YOUR GOAL:
Copy the listing below line for line, starting at its first line and ending with the line that has "Pick out a point on every instance of the player's" in it. Add nothing.

INFORMATION:
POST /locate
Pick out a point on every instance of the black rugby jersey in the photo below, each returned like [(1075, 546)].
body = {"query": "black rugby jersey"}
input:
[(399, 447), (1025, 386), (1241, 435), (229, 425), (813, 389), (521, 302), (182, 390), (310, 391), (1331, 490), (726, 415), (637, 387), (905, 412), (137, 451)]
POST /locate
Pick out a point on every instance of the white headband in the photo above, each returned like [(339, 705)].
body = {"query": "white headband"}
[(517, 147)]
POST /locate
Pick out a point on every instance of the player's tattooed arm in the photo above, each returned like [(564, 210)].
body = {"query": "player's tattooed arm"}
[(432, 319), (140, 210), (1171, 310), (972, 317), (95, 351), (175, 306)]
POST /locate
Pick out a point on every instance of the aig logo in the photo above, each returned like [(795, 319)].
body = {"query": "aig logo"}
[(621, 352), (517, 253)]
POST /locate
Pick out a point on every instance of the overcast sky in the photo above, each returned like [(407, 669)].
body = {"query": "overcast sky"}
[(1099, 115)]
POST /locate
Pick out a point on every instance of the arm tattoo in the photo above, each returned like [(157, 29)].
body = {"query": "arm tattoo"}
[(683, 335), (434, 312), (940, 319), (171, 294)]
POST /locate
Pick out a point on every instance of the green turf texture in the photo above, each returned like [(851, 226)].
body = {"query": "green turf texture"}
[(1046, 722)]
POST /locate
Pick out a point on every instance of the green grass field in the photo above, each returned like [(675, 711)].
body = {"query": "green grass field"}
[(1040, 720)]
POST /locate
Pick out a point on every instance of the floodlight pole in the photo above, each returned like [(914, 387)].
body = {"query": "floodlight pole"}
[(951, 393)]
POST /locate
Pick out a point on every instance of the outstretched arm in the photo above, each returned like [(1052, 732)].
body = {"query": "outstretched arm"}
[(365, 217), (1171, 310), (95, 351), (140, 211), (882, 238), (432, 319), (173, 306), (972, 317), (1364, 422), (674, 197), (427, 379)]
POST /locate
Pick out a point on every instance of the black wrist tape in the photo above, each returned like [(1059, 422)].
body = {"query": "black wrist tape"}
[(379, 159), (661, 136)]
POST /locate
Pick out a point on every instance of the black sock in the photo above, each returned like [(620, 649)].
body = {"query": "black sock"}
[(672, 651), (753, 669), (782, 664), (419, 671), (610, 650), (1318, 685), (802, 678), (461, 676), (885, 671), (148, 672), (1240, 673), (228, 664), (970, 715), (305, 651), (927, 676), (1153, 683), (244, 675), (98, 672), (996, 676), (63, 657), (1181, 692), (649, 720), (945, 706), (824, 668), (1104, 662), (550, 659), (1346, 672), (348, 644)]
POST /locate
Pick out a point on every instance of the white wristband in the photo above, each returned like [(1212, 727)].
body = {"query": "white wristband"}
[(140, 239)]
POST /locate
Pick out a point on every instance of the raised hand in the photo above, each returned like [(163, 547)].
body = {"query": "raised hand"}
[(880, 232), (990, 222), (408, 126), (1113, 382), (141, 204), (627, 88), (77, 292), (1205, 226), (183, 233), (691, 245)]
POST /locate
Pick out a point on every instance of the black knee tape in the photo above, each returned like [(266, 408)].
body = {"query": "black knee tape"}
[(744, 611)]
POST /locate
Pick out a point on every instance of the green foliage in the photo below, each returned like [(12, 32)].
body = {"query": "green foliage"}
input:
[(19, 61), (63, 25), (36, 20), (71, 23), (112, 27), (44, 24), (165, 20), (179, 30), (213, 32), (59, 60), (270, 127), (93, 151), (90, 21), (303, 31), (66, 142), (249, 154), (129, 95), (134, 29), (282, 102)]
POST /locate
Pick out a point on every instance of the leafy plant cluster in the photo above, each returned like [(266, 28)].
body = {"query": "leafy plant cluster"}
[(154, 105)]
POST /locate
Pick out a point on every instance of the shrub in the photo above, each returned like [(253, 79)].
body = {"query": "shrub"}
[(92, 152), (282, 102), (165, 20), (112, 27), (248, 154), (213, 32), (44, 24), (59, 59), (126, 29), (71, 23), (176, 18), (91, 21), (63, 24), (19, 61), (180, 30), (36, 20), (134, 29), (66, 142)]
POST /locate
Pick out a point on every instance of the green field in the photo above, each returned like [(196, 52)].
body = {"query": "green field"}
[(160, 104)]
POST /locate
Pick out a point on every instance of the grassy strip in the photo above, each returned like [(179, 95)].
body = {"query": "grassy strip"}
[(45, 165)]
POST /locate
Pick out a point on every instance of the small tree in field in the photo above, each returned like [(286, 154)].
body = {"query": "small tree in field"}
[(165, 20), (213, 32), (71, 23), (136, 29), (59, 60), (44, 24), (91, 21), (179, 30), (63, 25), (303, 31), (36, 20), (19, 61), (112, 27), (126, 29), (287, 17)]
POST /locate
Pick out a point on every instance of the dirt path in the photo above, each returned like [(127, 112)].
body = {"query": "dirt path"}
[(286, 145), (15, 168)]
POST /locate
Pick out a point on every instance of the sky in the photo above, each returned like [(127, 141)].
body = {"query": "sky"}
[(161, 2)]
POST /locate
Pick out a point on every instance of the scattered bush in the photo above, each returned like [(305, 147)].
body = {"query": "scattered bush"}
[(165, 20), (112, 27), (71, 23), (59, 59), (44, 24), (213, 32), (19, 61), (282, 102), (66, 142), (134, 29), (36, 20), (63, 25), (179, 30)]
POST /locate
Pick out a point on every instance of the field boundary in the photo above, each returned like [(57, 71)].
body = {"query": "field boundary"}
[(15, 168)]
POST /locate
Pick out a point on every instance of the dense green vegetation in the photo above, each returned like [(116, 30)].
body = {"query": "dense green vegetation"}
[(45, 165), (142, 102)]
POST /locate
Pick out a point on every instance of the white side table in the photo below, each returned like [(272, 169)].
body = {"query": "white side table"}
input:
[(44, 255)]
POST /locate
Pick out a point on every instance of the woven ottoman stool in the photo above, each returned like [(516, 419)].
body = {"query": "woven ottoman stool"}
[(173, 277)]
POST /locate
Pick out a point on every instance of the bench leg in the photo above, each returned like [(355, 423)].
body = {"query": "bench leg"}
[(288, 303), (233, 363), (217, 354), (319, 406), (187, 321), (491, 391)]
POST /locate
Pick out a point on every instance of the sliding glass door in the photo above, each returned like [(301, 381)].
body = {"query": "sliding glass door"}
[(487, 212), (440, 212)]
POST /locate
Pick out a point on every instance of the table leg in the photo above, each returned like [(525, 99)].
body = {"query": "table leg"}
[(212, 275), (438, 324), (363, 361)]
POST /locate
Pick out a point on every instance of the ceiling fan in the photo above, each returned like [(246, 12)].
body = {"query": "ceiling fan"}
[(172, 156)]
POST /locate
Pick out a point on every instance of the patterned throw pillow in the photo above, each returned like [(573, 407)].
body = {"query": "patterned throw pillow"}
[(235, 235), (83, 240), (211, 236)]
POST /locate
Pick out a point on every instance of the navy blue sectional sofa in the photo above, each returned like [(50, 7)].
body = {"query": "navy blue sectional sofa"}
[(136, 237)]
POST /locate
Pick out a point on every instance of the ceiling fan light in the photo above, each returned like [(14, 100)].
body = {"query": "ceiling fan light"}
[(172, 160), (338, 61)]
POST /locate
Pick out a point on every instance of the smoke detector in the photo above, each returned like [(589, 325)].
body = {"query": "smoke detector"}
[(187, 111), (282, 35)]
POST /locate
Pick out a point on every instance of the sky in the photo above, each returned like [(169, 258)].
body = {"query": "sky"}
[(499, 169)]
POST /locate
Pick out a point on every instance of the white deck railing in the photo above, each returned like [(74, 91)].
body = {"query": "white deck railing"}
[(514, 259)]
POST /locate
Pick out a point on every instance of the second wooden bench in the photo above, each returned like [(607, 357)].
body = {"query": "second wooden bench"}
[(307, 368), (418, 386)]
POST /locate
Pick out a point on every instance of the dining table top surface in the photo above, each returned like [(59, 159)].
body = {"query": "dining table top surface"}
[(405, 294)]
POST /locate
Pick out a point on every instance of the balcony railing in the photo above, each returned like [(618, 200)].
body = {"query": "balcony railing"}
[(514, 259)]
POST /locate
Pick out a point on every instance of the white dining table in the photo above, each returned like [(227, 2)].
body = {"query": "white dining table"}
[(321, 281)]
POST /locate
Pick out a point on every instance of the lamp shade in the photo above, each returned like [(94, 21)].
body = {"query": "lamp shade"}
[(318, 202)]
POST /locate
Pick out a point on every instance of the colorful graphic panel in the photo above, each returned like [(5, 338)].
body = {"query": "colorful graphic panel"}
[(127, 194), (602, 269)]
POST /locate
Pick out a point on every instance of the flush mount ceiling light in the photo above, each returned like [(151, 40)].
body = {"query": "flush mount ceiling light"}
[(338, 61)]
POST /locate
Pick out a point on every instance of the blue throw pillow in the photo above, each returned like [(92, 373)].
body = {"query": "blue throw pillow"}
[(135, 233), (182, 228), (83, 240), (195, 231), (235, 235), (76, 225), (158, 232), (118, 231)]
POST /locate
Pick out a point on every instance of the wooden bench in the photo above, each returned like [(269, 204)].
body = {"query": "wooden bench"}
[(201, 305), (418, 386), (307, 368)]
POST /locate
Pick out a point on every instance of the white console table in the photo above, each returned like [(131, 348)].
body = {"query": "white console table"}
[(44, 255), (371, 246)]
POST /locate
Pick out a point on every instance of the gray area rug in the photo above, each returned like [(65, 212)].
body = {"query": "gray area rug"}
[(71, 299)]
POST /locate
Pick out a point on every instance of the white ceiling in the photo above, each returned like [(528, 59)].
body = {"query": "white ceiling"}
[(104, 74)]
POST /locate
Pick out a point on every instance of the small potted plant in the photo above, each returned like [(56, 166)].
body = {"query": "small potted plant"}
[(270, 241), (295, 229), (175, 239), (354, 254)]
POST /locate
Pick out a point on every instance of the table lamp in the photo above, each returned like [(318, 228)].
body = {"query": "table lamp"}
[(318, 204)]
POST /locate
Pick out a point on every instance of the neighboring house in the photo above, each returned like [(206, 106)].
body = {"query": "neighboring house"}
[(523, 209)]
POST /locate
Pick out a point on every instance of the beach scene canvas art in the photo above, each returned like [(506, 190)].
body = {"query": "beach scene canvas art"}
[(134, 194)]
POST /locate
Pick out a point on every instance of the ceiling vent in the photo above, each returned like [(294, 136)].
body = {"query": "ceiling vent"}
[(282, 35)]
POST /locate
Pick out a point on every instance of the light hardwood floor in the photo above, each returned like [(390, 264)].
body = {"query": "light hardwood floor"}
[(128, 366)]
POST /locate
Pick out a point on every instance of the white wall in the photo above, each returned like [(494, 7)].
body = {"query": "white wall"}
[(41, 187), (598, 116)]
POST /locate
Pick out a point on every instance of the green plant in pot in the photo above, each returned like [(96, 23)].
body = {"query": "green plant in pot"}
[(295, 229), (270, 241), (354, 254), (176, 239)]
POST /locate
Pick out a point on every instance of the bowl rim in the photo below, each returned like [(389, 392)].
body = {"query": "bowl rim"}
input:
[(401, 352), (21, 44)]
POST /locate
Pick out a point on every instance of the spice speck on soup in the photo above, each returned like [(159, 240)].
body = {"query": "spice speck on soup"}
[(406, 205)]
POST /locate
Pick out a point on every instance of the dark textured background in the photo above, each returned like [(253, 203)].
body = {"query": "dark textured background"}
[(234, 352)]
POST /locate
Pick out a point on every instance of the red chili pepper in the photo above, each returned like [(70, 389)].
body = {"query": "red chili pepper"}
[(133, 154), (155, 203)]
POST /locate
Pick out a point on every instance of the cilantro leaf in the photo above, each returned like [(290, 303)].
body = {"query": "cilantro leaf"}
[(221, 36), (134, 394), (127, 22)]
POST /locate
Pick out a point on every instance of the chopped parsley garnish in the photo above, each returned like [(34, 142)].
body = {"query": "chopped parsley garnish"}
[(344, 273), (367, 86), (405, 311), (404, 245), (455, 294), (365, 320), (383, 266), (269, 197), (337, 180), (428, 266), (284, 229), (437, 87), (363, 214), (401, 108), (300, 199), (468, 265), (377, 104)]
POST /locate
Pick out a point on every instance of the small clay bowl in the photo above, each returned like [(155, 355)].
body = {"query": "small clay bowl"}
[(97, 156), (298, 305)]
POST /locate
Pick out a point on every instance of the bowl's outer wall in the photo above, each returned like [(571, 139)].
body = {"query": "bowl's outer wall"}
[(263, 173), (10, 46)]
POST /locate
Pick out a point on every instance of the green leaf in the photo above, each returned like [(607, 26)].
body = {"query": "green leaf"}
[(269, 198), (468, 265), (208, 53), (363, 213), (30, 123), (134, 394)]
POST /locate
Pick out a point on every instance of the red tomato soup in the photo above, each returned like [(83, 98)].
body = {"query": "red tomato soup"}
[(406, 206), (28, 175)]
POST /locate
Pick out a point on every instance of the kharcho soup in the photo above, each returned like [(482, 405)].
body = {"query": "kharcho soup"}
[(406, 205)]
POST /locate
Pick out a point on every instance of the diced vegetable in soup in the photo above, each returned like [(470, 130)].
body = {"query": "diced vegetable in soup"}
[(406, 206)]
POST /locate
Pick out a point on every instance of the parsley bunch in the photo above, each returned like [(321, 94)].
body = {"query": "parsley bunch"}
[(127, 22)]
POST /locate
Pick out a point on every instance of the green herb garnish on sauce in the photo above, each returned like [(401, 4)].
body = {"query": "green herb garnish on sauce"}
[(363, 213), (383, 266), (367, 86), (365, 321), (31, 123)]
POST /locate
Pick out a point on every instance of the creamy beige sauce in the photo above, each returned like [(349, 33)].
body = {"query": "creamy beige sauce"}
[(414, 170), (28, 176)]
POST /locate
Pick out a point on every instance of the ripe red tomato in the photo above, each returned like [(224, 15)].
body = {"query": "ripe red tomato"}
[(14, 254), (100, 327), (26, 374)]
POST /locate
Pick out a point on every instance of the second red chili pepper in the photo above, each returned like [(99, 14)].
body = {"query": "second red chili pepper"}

REPLY TO THE TASK:
POST /locate
Pick out a point on every instance of the black rugby jersey in the photo below, each returned like [(1075, 546)].
body = {"query": "black rugby jersey"}
input:
[(399, 447), (1025, 386), (1241, 435), (229, 425), (813, 389), (521, 302), (182, 390), (310, 391), (1331, 490), (726, 415), (637, 387), (905, 412), (137, 451)]
POST /locate
Pick out a point on every instance of the white headband in the photo above, each returned like [(339, 705)].
body = {"query": "white headband"}
[(517, 147)]
POST /locate
Pick out a point on every instance of the player's tattooed arm in the photo above, each returned like [(564, 210)].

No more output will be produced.